→ Task item
Below are some records; give them all again exactly, but not the pictures.

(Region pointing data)

== == ==

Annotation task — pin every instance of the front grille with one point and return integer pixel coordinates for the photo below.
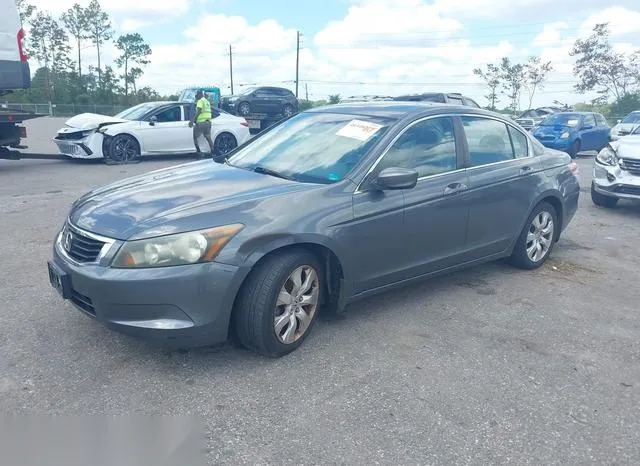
(632, 166)
(629, 190)
(70, 136)
(83, 302)
(80, 247)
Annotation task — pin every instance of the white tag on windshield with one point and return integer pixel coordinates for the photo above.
(358, 129)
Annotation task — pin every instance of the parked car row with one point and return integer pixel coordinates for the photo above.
(153, 128)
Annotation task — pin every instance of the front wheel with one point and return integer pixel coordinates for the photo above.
(535, 243)
(287, 110)
(123, 148)
(601, 199)
(278, 305)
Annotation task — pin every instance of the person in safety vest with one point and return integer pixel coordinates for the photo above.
(201, 122)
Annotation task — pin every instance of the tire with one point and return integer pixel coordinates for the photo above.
(521, 257)
(224, 143)
(244, 108)
(122, 149)
(575, 149)
(602, 200)
(262, 300)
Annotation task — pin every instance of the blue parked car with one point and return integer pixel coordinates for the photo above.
(573, 132)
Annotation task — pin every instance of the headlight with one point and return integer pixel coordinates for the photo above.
(607, 156)
(179, 249)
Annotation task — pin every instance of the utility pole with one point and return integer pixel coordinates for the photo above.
(297, 60)
(231, 67)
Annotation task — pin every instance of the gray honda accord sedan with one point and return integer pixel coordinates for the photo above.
(328, 206)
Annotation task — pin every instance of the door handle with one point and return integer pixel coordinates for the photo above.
(454, 188)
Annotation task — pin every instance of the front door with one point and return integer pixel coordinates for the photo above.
(168, 134)
(502, 177)
(431, 233)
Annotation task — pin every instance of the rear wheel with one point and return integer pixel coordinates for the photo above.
(535, 243)
(123, 148)
(278, 305)
(601, 199)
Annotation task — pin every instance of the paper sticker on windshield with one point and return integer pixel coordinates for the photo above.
(358, 129)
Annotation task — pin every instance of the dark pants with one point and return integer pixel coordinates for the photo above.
(202, 129)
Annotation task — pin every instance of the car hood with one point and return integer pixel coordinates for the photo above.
(627, 147)
(184, 198)
(86, 121)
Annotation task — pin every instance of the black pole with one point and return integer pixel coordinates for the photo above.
(297, 60)
(231, 67)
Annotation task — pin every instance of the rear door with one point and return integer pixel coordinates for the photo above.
(589, 133)
(503, 177)
(14, 68)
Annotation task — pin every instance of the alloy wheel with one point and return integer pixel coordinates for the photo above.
(297, 304)
(540, 236)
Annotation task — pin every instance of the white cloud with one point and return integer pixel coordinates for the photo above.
(621, 21)
(550, 34)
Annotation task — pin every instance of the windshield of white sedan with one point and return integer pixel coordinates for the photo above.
(135, 113)
(565, 119)
(313, 147)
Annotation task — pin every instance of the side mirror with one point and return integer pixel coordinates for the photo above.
(396, 178)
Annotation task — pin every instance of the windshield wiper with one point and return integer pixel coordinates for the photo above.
(268, 171)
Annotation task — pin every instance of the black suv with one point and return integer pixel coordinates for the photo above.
(440, 97)
(261, 100)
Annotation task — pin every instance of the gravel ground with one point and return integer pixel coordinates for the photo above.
(491, 365)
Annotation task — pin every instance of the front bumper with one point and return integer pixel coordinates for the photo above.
(182, 306)
(89, 147)
(616, 182)
(558, 144)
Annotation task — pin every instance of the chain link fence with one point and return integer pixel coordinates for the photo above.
(65, 110)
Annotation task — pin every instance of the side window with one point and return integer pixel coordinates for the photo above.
(589, 120)
(519, 142)
(428, 147)
(169, 115)
(488, 141)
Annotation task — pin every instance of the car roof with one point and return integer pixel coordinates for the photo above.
(397, 109)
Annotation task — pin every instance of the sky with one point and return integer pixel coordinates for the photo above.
(357, 47)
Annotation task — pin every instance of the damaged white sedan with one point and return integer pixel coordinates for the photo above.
(153, 128)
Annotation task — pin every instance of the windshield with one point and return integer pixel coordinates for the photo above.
(562, 119)
(632, 118)
(313, 147)
(137, 112)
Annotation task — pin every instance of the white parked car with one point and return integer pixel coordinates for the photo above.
(626, 125)
(616, 174)
(153, 128)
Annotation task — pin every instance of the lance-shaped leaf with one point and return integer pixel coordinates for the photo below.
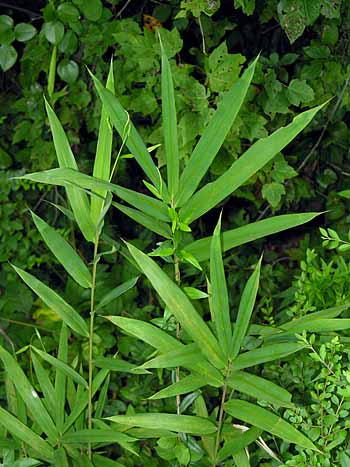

== == ==

→ Exercise result
Annotation task — pin every instance of the front grille with one point and return integer pixel coordinates for the photo below.
(632, 166)
(629, 190)
(70, 136)
(83, 302)
(80, 247)
Annotation task — pin every instance of the white tag on windshield with one point and return integer pixel coordinates for the photo above.
(358, 129)
Annotation task — pin every instance of the parked car row with one point and return integer pixel coordinates for the photo above.
(153, 128)
Annotation task — pin every instance of the front wheel with one point and return integer pixel coordinates for the photo above.
(535, 243)
(287, 110)
(123, 148)
(601, 199)
(278, 305)
Annotation task — pin every instance of the person in safety vest with one point and return integer pixel coordinates for the photo above.
(201, 122)
Annotation task — pin every instance of the tire with one point and return integer pixel coordinates for the photo above.
(521, 257)
(224, 143)
(244, 108)
(122, 149)
(575, 149)
(602, 200)
(262, 300)
Annotation task — pin every instance of the blue parked car with one point and return integer pixel coordinates for the photo above.
(573, 132)
Annotation task — pin every instance of the headlight with one point and return integer pixel coordinates for the photo above.
(607, 156)
(179, 249)
Annotation task — pin every instance of the utility pole with one point and return integer pixel coordinates for the photo above.
(297, 60)
(231, 67)
Annotation task — pin every instance of the gray honda accord sedan with one point and return integer pixel coordinates for the photo above.
(328, 206)
Annotation task — pin every instance of the door handle with one point and return integer pixel coordinates for the photo above.
(454, 188)
Annotation task — pin every instance of the front door with one point and return integer pixel coordinates for the photo above.
(168, 134)
(502, 177)
(431, 233)
Annotation task — pin every instance of the rear wheel with one point and return integer pixel coordinates for the photo above.
(535, 243)
(123, 148)
(278, 305)
(601, 199)
Annotation task — pin every instance of the paper sticker on windshield with one point and return integer pixel coordinates for the photo above.
(358, 129)
Annotation task — pin every instance of the dark pants with one point and return integer pixel coordinates for the photo above.
(202, 129)
Annotation task — pin every instance of the car hood with one point and return integer pixel coordinates for the photo above.
(627, 147)
(184, 198)
(86, 121)
Annotation task — pin every instance of the black pole with one point and return integer pixel coordinates for the photo above.
(297, 60)
(231, 67)
Annotation task — pin every instance of the rear door with one point and return integer pixel coordinates for the photo above.
(589, 133)
(503, 177)
(14, 68)
Annotation task — pin every instance of the alloy wheel with one point and return integer pixel coordinates for the photo above.
(297, 304)
(540, 236)
Annotation task — pin every instance of the white cloud with one point and return integer pixel coordinates for the photo above.
(621, 21)
(550, 34)
Annotation task — pin every instance of the windshield of white sedan with one point and return integer pixel coordinates for the photo above.
(135, 113)
(565, 119)
(313, 147)
Annotation task — pin every instance of the side mirror with one point and return integer pixel coordinates for the photo above.
(396, 178)
Annotation task — pin every instance of the windshield wiper with one point and return integer pixel coordinates for the photo above.
(268, 171)
Annotation task — pin every instance of the black suv with one point and return integer pixel coordinates for the photo above.
(440, 97)
(261, 100)
Annotation task — pin every instance of the gravel ground with one point and return integer pixel coordinates for the photo above.
(491, 365)
Annotation task — pin every instance of the front bumper with one point and return integer pixel coordinates for the photo above.
(182, 306)
(89, 147)
(616, 182)
(558, 144)
Annotation task — pin every instance of the chain link fence with one point and return integer pixel coordinates for the photo above.
(65, 110)
Annotation task — pin every instance of the side window with one point and return integer pixel coordinates for the photo above.
(589, 120)
(519, 142)
(428, 147)
(169, 115)
(488, 141)
Annotation task — pin every instance of the car roof with one point and return integer pixel coordinates for the photo above.
(397, 109)
Annotation task — pin every instance of the sky with one point and return integer pixel coordinates for the photo above.
(357, 47)
Annotation task — pin every instance of the damaged white sedan with one point and return integer pixel coordinates for the photo above.
(153, 128)
Annotation task — pin every instance of the windshield with one point and return integer pixel coordinates for the photo above.
(562, 119)
(632, 118)
(313, 147)
(137, 112)
Annotation task — pin every instance of the white parked car with one point and return integer pixel coordinates for the photo above.
(626, 125)
(616, 174)
(153, 128)
Annotation task — pin every instance of the lance-shaped leaf with one point and return integer pixel coordinates for the photo below.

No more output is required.